Rewrite the listing below, replacing "Point out" with "Mark" and leaving everything else unchanged.
---------------
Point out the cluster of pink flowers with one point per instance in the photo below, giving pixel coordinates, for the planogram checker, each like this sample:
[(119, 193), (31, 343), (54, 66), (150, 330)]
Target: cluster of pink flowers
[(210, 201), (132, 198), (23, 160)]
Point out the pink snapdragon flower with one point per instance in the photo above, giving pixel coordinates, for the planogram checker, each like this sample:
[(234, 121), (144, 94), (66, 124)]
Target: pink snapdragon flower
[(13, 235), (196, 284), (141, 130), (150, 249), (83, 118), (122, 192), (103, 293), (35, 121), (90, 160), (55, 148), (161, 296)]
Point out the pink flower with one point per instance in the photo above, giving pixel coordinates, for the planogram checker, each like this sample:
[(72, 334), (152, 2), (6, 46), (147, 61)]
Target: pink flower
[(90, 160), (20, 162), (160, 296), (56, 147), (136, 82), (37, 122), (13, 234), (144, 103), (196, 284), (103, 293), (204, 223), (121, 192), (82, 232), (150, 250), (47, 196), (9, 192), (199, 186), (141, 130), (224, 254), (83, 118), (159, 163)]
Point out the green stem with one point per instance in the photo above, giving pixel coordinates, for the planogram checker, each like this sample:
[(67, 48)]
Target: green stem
---------------
Result of the task =
Mark the cluster of pink flowers with one point per instance in the photo below, giving pixel coordinates, for the planogram checker, each like this sample:
[(119, 193), (31, 343), (54, 66), (150, 330)]
Target: cluster of pink flowers
[(210, 201), (132, 198), (23, 160)]
Mark the pink snapdragon flower with one point per instance in the photo above, giving pixel coordinates, for the planogram checker, each like this sample:
[(234, 121), (144, 94), (66, 124)]
Target: pink snapdragon flower
[(13, 235), (196, 284), (141, 130), (150, 249), (83, 118), (122, 192), (103, 293), (35, 121), (90, 160), (55, 148), (161, 296)]
Mark the pink flower with one point per instance in the photo above, giving pixel coordinates, for the planogram checker, each like this sample:
[(72, 334), (152, 2), (6, 46), (147, 61)]
Target: pink flower
[(90, 160), (20, 162), (160, 296), (56, 147), (136, 82), (37, 122), (13, 234), (144, 103), (196, 284), (103, 293), (204, 223), (121, 192), (82, 232), (150, 250), (47, 196), (9, 192), (199, 186), (141, 130), (224, 254), (83, 118), (159, 163)]
Mark the green stem with one point per instance in the photo above, giving pixel coordinates, for the planogram checker, each like this sample:
[(67, 48)]
Target: green stem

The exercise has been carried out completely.